── Material shown

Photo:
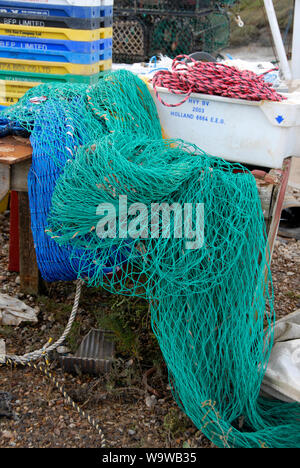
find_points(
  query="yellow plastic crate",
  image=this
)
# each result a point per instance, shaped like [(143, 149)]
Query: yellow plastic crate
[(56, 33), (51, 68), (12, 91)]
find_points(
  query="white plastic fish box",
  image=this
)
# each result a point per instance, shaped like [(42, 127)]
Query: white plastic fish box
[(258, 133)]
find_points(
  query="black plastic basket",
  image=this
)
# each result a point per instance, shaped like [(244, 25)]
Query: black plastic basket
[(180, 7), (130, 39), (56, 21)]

────
── Material shown

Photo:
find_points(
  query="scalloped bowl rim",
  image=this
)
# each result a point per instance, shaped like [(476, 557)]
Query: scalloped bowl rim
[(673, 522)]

────

Work to be completed: List, copied in full, each line of the material above that contains the word "instance".

Solution below:
# each result a point per instance, shaped like [(143, 149)]
# each result a point per instance, shaped like [(42, 127)]
# each result a point per instance, shaped like [(244, 25)]
# each result a point per instance, shaped like [(476, 557)]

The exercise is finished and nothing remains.